--- BEGIN Excerpted records ---

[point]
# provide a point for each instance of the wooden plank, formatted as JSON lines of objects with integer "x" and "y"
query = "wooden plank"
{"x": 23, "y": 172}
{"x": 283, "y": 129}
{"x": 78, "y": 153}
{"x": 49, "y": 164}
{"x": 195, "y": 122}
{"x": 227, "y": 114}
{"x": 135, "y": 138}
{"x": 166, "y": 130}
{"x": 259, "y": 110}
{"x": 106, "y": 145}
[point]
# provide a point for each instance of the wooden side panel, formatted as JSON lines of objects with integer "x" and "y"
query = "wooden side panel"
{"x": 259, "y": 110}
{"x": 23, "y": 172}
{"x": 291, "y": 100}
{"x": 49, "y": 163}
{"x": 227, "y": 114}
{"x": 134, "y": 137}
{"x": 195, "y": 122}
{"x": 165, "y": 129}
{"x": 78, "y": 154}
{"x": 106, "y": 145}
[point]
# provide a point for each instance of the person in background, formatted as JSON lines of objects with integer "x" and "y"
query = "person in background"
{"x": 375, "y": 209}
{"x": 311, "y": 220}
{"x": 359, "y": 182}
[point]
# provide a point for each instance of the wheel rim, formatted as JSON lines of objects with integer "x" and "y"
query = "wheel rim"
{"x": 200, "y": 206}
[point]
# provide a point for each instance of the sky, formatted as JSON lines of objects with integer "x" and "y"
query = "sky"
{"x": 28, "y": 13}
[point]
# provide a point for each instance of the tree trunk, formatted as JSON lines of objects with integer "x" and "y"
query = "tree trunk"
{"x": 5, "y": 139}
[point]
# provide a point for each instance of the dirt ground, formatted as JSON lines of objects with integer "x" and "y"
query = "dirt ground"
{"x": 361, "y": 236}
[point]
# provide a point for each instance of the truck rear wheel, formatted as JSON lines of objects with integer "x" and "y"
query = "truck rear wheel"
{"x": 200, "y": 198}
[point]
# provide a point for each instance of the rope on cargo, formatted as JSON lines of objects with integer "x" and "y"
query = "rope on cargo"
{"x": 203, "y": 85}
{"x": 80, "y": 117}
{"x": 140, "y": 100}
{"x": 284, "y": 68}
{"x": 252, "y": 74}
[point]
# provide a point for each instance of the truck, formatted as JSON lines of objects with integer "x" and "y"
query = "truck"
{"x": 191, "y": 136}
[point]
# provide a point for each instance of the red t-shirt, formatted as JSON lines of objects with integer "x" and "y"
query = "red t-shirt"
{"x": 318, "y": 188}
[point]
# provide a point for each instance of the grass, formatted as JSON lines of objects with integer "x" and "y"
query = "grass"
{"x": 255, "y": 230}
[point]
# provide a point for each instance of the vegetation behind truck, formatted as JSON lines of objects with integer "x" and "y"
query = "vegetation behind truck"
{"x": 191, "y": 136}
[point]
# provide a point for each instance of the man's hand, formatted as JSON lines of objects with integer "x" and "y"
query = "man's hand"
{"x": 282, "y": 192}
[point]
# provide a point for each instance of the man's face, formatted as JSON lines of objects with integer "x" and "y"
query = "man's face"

--- END Excerpted records ---

**Stated task**
Return the lines above exactly, keeping every word.

**Task response**
[point]
# provide a point for each instance of the wooden plank, formatted as JSON lines of objects with integer "x" and "y"
query = "wooden plank"
{"x": 23, "y": 172}
{"x": 283, "y": 129}
{"x": 78, "y": 153}
{"x": 49, "y": 164}
{"x": 195, "y": 122}
{"x": 227, "y": 114}
{"x": 135, "y": 138}
{"x": 166, "y": 130}
{"x": 259, "y": 110}
{"x": 106, "y": 145}
[point]
# provide a point for each instance of the wooden side panel, formatted as JSON lines of objects with integer "x" and "y"
query = "wooden side panel"
{"x": 259, "y": 110}
{"x": 23, "y": 172}
{"x": 291, "y": 100}
{"x": 49, "y": 163}
{"x": 227, "y": 114}
{"x": 134, "y": 137}
{"x": 195, "y": 122}
{"x": 165, "y": 129}
{"x": 78, "y": 154}
{"x": 106, "y": 145}
[point]
# provide a point for each instance of the person in background, formatted as JSON lines of objects with integer "x" and "y"
query = "person in background"
{"x": 375, "y": 209}
{"x": 311, "y": 220}
{"x": 359, "y": 182}
[point]
# provide a point for each instance of the wheel rim, formatted as JSON lines of objects with integer "x" and "y"
query = "wheel rim"
{"x": 200, "y": 206}
[point]
# provide a point for each instance of the sky, formatted as JSON lines of objects with integer "x" and "y"
query = "sky"
{"x": 28, "y": 13}
[point]
# provide a point for each instance of the tree trunk, formatted as JSON lines of objects with integer "x" and "y"
query = "tree trunk"
{"x": 5, "y": 139}
[point]
# provide a point for each instance of the dirt ground, formatted as JSON lines of objects with integer "x" and "y"
query = "dirt ground"
{"x": 361, "y": 236}
[point]
# provide a point for each instance of the truck rear wheel, formatted as JSON lines of objects with integer "x" and "y"
query = "truck rear wheel"
{"x": 200, "y": 198}
[point]
# provide a point for each instance of the rope on cargo, formatted as JSON lines of objects with integer "x" and "y"
query = "rope on cargo"
{"x": 203, "y": 85}
{"x": 80, "y": 117}
{"x": 140, "y": 100}
{"x": 284, "y": 68}
{"x": 252, "y": 74}
[point]
# provide a point for each instance of the truck, formatted as JSON lines of objects with integer "x" and "y"
query = "truck"
{"x": 191, "y": 136}
[point]
# provide a point for each instance of the red t-shirt, formatted as JSON lines of objects with integer "x" and "y"
query = "red t-shirt"
{"x": 318, "y": 188}
[point]
# provide a point for each instance of the grass, formatted as JSON lines of objects with integer "x" and "y"
query = "grass"
{"x": 255, "y": 230}
[point]
# provide a point for each instance of the vegetation behind truck, formatted as JSON lines of objects with integer "x" and "y"
query = "vegetation behind truck"
{"x": 191, "y": 136}
[point]
# provide a point for each instance of the man's hand, formatted as JSON lines of objects with integer "x" and "y"
query = "man's hand"
{"x": 282, "y": 192}
[point]
# provide a point for each instance of the man's face, formatted as JSON lines of objects with integer "x" and "y"
query = "man's face"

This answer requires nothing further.